### WHAT YOU NEED TO DO
- A) According to the passage on the pressure flow hypothesis, who proposed the hypothesis, and in what year?
- B) Repeat word for word the portion of the pressure flow hypothesis passage that begins with the words containing "It is the hypothesis" and ends with "means uni directional.".
- C) Please continue the passage on the pressure flow hypothesis from the point where it stops.

### SUPPLIED TEXT
-- Opening Marker --
The Pressure Flow or Mass Flow Hypothesis

It is the hypothesis by which transport of sap by phloem can be best described. This hypothesis was given by Ernst Munch in 1930 who was an German plant physiologist. According to this hypothesis a high concentration of organic substances like sugar, inside the phloem of a leaf creates an osmotic gradient or diffusion gradient that draws water from the adjacent xylem to the cells. This is called a turgor pressure or also called hydrostatic pressure in the phloem. Movement of the phloem saps take place from the mass flow of sugar source to the sugar sinks. Movement of food by the phloem is bi directional and xylem is upward always means uni directional.
-- Closing Marker --
### RECORDS
-- Opening Marker --
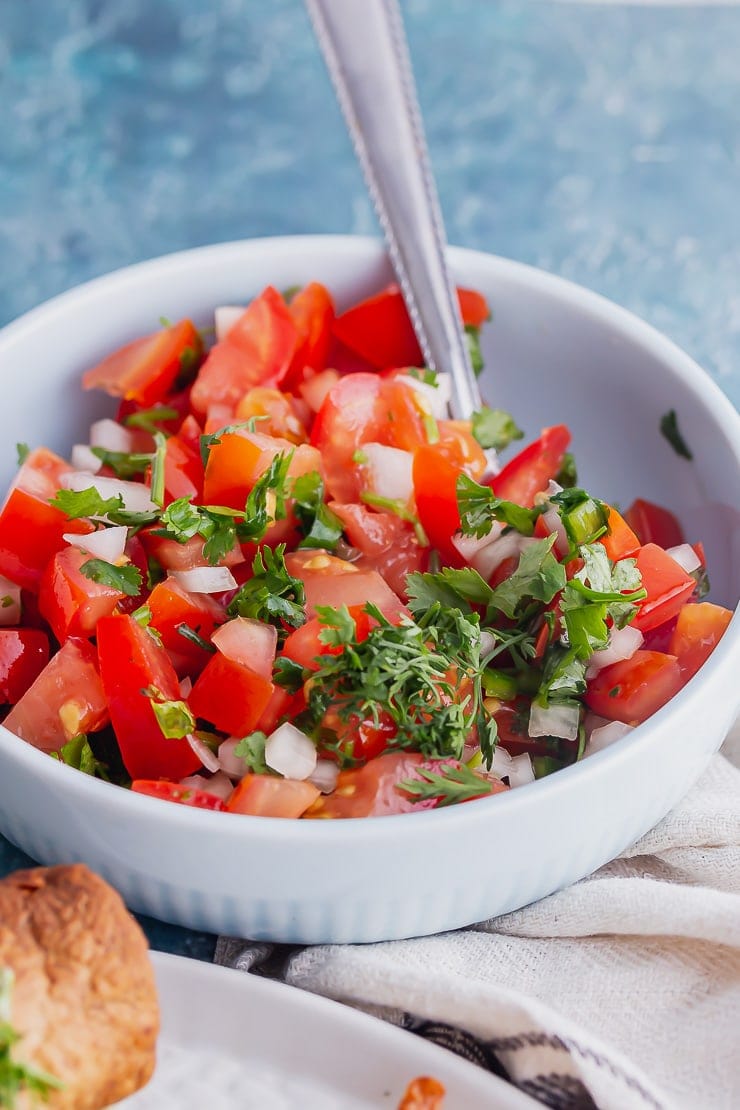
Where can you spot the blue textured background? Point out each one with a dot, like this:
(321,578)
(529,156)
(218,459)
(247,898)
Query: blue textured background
(599,142)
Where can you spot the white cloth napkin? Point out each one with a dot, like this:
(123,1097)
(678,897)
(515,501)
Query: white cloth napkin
(620,992)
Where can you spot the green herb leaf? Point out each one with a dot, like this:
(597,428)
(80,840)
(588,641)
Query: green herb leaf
(452,784)
(272,594)
(252,750)
(494,427)
(127,578)
(322,528)
(174,717)
(479,507)
(670,430)
(77,753)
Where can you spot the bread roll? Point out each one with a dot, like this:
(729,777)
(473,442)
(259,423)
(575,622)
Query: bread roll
(83,999)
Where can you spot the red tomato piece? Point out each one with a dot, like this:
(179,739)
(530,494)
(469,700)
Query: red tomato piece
(69,601)
(435,491)
(23,655)
(698,631)
(172,606)
(379,330)
(66,699)
(131,661)
(173,791)
(230,695)
(31,533)
(352,414)
(654,524)
(256,351)
(144,371)
(668,586)
(529,472)
(269,796)
(371,790)
(634,689)
(183,471)
(312,311)
(620,542)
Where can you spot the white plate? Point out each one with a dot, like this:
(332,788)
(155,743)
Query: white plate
(233,1041)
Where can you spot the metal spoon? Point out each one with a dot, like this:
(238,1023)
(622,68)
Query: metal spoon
(364,46)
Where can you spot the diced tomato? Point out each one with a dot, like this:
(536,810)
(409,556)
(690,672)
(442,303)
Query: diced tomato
(619,542)
(172,607)
(276,413)
(183,470)
(654,524)
(66,699)
(230,696)
(634,689)
(31,532)
(435,491)
(23,655)
(371,790)
(69,601)
(379,330)
(256,351)
(698,631)
(144,371)
(529,472)
(668,586)
(332,582)
(131,662)
(425,1092)
(269,796)
(173,791)
(312,311)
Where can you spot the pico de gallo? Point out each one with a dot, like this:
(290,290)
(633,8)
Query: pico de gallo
(282,581)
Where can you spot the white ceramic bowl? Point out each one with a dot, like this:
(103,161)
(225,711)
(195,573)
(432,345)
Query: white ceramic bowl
(554,353)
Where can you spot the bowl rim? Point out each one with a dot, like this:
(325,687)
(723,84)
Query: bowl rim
(372,251)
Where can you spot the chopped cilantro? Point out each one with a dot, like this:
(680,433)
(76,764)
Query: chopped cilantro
-- Closing Marker --
### RESPONSES FOR EACH TASK
- A) Ernst Munch proposed it in 1930.

- B)
It is the hypothesis by which transport of sap by phloem can be best described. This hypothesis was given by Ernst Munch in 1930 who was an German plant physiologist. According to this hypothesis a high concentration of organic substances like sugar, inside the phloem of a leaf creates an osmotic gradient or diffusion gradient that draws water from the adjacent xylem to the cells. This is called a turgor pressure or also called hydrostatic pressure in the phloem. Movement of the phloem saps take place from the mass flow of sugar source to the sugar sinks. Movement of food by the phloem is bi directional and xylem is upward always means uni directional.

- C)
Mechanism of the Pressure Flow Hypothesis:

Movement of water and minerals are driven by negative pressure force in the xylem most of the time and movement of the substances by the phloem is by the positive hydrostatic pressure. This process is called translocation and it takes place by the loading and unloading of the phloem. Cells of the sieve elements are loaded by the sugar due to the active transport- of the solute and the movement through the sieve tube is osmosis. This movements create pressure that pushes the sap down the tube. In sugar sinks cells actively transported solutes out of the sieve tube elements that creates opposite effect.

Mechanism of the Pressure Flow Hypotheses-

Steps are -

1. Some of the glucose that produce during respiration are used by the plants whereas other glucose converted into starch and stored at different parts of the plants.

2. The sucrose is then actively transported to the companion cells of the smallest veins in the leaves.

3. The sucrose is then transported through the plasmodesmata from the companion cells to the sieve tubes which increases sucrose concentration. Thus sucrose concentration increases in sieve tubes.

4. Hydrostatic pressure of sieve elements are increased as water flows from the near by xylem to the veins of the same leaf.

5. Hydrostatic pressure causes movement of this from the sieve towards the sink.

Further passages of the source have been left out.